TAREFA 1 — No trecho sobre documentos digitais, o que a expansão da capacidade dos dispositivos eletrônicos sempre custará?
TAREFA 2 — Resuma, por favor, o trecho sobre documentos digitais em duas frases.
TAREFA 3 — Escreva a continuação do trecho sobre documentos digitais, começando logo após a sua última frase.

TRECHO DE ORIGEM —
○ ○ ○ ○ ○ ○ ○

Outra coisa muito importante que devemos problematizar é a entrada no mundo digital de forma descuidada, o que não nos parece algo bom. A aparente desmaterialização de um documento físico da frente de seus olhos (olhos de alguns servidores e gestores) porque se tornou digital e está guardado em algum dispositivo, como servidores e “nuvens” (que no fundo também são dispositivos físicos!), leva a um perigoso encantamento, deslumbramento. O documento em si, está lá, ocupando um espaço em bytes (kilo, m ou giga) de dispositivos eletrônicos. Estes são finitos em sua capacidade. Podem ser aumentados, claro! Só que esta expansão sempre custará recursos financeiros, dinheiro público. Além de que teremos que pensar numa política de preservação de documentos digitais para que dados e informações não sejam perdidos por obsolescência de hardwares e softwares. Os sistemas e documentos digitais já são uma realidade. Eles devem ser cada vez mais incorporados.

○ ○ ○ ○ ○ ○ ○

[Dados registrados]
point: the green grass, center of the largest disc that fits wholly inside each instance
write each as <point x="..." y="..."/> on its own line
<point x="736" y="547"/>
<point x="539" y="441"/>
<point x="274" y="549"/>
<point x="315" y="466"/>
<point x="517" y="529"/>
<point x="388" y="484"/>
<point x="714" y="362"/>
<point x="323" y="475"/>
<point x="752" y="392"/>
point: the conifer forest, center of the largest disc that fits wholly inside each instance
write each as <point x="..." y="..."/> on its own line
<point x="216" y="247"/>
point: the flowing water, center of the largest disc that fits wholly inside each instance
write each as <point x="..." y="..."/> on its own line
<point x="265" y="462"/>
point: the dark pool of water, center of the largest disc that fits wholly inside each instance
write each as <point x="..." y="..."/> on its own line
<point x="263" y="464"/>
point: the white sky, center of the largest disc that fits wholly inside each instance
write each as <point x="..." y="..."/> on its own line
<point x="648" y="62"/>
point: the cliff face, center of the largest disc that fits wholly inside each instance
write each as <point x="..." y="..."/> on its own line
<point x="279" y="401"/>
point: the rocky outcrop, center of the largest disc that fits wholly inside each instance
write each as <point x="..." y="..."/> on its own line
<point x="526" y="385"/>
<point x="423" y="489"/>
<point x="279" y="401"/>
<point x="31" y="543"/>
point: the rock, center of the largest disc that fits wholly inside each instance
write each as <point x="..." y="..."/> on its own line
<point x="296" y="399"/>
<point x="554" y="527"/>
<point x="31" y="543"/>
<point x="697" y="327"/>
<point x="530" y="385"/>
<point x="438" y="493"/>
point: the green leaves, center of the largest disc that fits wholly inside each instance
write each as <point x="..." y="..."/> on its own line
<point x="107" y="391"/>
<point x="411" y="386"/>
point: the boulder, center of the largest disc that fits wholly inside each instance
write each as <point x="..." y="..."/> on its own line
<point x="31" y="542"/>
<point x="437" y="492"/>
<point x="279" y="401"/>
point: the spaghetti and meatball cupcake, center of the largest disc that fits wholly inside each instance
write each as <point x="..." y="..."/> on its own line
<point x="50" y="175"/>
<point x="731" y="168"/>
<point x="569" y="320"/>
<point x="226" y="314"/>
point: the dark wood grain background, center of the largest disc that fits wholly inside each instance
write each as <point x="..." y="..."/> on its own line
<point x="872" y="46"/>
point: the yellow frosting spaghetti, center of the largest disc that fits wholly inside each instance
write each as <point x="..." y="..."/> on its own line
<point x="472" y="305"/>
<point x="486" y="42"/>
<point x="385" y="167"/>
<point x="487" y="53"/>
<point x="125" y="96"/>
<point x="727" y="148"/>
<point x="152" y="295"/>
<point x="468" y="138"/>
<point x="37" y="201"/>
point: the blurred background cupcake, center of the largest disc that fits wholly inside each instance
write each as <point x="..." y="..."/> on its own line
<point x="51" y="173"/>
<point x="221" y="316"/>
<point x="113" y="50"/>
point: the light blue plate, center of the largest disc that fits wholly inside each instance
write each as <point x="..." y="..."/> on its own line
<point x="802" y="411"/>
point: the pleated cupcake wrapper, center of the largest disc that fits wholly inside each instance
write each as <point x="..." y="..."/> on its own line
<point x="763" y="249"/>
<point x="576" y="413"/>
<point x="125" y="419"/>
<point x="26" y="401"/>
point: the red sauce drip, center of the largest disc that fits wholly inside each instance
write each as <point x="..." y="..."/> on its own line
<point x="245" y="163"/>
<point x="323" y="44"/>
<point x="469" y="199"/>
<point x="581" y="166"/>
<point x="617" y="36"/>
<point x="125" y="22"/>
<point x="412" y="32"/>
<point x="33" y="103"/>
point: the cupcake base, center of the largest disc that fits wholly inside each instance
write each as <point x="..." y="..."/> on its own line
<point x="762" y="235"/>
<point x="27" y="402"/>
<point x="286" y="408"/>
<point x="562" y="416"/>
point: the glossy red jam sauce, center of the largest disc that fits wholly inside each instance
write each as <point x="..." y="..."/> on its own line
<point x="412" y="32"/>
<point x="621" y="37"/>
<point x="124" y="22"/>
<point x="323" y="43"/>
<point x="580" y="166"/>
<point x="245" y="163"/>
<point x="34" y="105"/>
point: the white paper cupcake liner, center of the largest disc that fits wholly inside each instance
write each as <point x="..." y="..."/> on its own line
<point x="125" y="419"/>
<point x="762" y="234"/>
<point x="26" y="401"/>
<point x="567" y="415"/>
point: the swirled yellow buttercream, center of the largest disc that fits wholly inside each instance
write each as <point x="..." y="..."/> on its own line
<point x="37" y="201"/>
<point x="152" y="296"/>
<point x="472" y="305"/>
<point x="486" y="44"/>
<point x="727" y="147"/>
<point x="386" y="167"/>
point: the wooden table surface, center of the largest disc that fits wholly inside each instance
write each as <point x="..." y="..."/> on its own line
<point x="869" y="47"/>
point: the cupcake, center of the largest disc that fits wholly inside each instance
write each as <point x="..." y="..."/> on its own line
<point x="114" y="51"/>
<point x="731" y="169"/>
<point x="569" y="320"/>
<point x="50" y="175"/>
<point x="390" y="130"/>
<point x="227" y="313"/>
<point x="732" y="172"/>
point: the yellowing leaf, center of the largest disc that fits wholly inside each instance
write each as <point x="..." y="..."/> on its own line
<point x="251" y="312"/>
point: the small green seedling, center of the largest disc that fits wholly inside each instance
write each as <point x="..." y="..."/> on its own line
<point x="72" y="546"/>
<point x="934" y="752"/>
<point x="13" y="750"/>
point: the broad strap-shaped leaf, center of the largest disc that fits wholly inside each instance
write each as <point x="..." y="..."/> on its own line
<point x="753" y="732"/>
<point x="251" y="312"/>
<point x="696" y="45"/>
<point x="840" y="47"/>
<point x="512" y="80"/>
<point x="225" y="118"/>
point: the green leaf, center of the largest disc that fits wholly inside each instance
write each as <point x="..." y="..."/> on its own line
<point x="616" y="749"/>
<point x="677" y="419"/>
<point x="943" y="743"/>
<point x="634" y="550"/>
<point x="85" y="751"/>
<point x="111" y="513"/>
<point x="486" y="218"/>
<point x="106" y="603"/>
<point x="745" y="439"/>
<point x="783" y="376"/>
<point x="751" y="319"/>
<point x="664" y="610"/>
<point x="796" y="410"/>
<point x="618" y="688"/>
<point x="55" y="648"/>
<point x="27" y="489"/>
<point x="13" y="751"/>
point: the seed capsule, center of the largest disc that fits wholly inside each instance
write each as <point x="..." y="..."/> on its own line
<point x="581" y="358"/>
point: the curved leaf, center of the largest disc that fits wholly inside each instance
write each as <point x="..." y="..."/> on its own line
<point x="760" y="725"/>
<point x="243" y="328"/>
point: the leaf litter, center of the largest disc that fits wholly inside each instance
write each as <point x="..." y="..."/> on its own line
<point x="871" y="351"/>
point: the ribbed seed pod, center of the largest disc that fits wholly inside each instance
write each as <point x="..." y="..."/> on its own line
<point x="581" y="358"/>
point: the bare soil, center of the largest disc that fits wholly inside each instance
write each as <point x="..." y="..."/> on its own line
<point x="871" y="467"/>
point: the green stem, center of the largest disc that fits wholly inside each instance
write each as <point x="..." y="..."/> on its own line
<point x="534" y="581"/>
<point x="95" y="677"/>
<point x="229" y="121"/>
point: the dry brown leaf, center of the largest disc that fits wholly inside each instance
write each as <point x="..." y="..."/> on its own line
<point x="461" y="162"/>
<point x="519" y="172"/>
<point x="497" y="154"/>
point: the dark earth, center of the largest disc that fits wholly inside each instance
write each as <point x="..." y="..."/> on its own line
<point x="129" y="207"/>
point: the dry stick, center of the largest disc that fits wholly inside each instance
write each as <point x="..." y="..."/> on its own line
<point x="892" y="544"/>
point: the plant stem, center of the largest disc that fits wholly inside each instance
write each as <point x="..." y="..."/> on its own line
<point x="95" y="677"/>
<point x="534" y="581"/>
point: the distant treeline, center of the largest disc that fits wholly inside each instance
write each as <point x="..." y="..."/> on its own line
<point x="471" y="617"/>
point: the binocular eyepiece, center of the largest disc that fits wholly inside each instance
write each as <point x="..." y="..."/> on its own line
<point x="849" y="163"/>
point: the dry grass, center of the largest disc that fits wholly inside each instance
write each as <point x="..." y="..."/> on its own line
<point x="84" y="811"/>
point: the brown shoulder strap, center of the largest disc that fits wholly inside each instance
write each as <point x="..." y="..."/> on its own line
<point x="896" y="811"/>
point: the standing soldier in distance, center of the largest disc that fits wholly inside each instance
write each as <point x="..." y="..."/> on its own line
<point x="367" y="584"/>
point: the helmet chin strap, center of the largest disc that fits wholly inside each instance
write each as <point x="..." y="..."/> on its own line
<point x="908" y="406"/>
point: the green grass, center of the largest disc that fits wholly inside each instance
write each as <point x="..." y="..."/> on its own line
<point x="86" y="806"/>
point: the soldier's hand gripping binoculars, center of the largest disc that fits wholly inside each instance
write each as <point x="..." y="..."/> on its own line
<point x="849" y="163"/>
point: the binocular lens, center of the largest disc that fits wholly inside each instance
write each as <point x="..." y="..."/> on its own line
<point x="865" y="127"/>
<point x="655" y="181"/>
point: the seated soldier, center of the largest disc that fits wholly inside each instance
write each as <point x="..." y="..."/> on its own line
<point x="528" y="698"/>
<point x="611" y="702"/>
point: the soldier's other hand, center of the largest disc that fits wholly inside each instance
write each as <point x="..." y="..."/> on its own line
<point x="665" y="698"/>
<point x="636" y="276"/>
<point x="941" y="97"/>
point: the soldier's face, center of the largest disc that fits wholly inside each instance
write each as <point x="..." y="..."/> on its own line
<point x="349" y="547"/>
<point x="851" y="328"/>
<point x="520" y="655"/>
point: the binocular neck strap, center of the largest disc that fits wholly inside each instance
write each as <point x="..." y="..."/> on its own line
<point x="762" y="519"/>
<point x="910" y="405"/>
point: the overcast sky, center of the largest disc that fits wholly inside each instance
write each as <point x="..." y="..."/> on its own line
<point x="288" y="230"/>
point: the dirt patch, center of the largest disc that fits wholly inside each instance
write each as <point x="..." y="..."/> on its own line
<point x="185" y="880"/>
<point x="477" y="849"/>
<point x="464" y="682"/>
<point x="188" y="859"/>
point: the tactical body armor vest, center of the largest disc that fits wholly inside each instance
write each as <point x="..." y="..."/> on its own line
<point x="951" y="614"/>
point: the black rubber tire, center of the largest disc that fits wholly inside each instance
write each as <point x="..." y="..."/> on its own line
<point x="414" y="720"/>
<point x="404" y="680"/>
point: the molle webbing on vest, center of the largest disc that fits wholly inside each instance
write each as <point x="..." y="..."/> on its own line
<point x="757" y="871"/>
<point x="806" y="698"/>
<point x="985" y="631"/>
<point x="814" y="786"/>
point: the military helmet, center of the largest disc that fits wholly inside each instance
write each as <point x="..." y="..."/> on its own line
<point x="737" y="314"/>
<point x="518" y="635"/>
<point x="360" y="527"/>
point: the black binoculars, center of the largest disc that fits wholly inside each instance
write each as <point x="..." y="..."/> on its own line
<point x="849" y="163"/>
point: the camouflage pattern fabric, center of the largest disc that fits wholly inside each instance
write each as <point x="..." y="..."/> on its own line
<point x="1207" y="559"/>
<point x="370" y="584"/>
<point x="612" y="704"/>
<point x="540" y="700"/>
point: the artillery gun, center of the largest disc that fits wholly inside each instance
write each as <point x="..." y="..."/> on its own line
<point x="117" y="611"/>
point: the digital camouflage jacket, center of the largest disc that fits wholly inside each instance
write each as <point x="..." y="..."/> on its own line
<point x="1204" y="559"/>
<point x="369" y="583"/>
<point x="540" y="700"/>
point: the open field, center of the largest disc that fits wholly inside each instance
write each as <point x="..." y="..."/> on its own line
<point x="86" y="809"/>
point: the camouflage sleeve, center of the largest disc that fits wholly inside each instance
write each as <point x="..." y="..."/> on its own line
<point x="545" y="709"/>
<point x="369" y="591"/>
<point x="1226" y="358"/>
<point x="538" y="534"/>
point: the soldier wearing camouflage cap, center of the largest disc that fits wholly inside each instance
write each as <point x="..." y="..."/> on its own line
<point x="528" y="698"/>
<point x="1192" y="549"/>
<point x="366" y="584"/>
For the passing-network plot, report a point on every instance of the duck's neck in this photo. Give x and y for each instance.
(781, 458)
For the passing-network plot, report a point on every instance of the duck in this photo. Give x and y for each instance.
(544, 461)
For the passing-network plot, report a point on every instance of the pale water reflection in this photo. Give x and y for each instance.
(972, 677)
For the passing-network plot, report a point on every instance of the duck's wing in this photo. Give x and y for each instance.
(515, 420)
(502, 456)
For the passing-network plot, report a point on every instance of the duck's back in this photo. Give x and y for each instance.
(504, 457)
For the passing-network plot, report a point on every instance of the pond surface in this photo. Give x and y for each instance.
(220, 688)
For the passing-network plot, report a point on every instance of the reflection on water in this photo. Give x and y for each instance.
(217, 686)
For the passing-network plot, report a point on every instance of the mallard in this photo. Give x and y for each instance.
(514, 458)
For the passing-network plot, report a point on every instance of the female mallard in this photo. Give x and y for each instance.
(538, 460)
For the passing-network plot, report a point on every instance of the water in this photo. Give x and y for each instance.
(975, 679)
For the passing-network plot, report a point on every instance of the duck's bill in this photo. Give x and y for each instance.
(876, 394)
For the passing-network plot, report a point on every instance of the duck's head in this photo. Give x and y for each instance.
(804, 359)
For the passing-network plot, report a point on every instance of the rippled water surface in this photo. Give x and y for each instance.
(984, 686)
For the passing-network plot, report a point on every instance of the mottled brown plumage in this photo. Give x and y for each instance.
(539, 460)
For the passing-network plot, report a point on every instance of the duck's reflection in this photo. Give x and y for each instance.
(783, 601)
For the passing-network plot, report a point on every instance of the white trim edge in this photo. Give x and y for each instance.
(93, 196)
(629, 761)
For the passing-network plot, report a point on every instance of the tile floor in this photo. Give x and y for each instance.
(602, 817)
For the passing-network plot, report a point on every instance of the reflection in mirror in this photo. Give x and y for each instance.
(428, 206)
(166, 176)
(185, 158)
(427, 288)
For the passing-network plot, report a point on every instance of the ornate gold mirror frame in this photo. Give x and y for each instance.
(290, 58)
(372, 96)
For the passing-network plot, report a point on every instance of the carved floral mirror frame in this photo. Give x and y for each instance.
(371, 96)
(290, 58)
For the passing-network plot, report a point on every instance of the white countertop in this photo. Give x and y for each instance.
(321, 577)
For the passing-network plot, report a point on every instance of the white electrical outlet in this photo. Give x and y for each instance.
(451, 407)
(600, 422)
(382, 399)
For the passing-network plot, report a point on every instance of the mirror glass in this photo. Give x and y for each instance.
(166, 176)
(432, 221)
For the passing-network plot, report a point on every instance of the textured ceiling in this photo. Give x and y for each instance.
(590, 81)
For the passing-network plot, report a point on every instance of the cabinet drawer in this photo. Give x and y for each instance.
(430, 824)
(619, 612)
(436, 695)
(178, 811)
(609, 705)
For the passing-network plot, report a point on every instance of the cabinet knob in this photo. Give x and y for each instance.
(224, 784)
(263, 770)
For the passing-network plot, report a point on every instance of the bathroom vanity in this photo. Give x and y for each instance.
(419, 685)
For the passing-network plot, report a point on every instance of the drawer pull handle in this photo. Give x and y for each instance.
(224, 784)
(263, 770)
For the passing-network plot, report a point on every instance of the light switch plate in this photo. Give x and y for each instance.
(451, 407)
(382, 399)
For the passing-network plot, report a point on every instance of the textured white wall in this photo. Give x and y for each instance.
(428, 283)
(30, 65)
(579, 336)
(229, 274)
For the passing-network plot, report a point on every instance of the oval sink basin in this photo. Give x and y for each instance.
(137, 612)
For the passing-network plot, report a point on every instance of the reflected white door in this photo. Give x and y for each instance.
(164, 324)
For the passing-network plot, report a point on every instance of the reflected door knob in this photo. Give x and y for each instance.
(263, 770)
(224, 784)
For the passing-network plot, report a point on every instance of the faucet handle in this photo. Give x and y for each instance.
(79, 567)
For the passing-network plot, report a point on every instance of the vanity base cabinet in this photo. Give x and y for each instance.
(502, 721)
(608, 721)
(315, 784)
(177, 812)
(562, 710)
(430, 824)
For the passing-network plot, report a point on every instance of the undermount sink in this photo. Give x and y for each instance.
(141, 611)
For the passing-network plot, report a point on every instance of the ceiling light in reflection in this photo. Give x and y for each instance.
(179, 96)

○ ○ ○ ○ ○ ○ ○

RESULTADO 1 — Recursos financeiros, ou seja, dinheiro público.

RESULTADO 2 — A entrada descuidada no mundo digital leva a um perigoso encantamento, pois o documento digital continua ocupando espaço em dispositivos físicos de capacidade finita, cuja expansão custa dinheiro público. Também será preciso uma política de preservação de documentos digitais contra a obsolescência de hardwares e softwares, já que esses sistemas são uma realidade e devem ser cada vez mais incorporados.

RESULTADO 3 —
Como resolver isto? O caminho é a comunicação e diálogo entre a Gestão Documental e a Tecnologia da Informação, dentro do serviço público. Seja qual for o suporte, físico ou digital, tem que haver gestão documental. O documento digital que ocupa um servidor (‘estante dos documentos digitais’) tal qual seu similar físico deve ter sua classificação, seus prazos de guarda e sua destinação final. Ou seja, também se aplicam aos documentos digitais os prazos previstos na Tabela de Temporalidade de Documentos: estes podem indicar a eliminação, a guarda de longo prazo e guarda permanente.

Qual panorama sobre os arquivos da função Saúde do Estado de São Paulo vocês apresentariam para um pesquisador que não tem conhecimento da existência dessa documentação tão rica?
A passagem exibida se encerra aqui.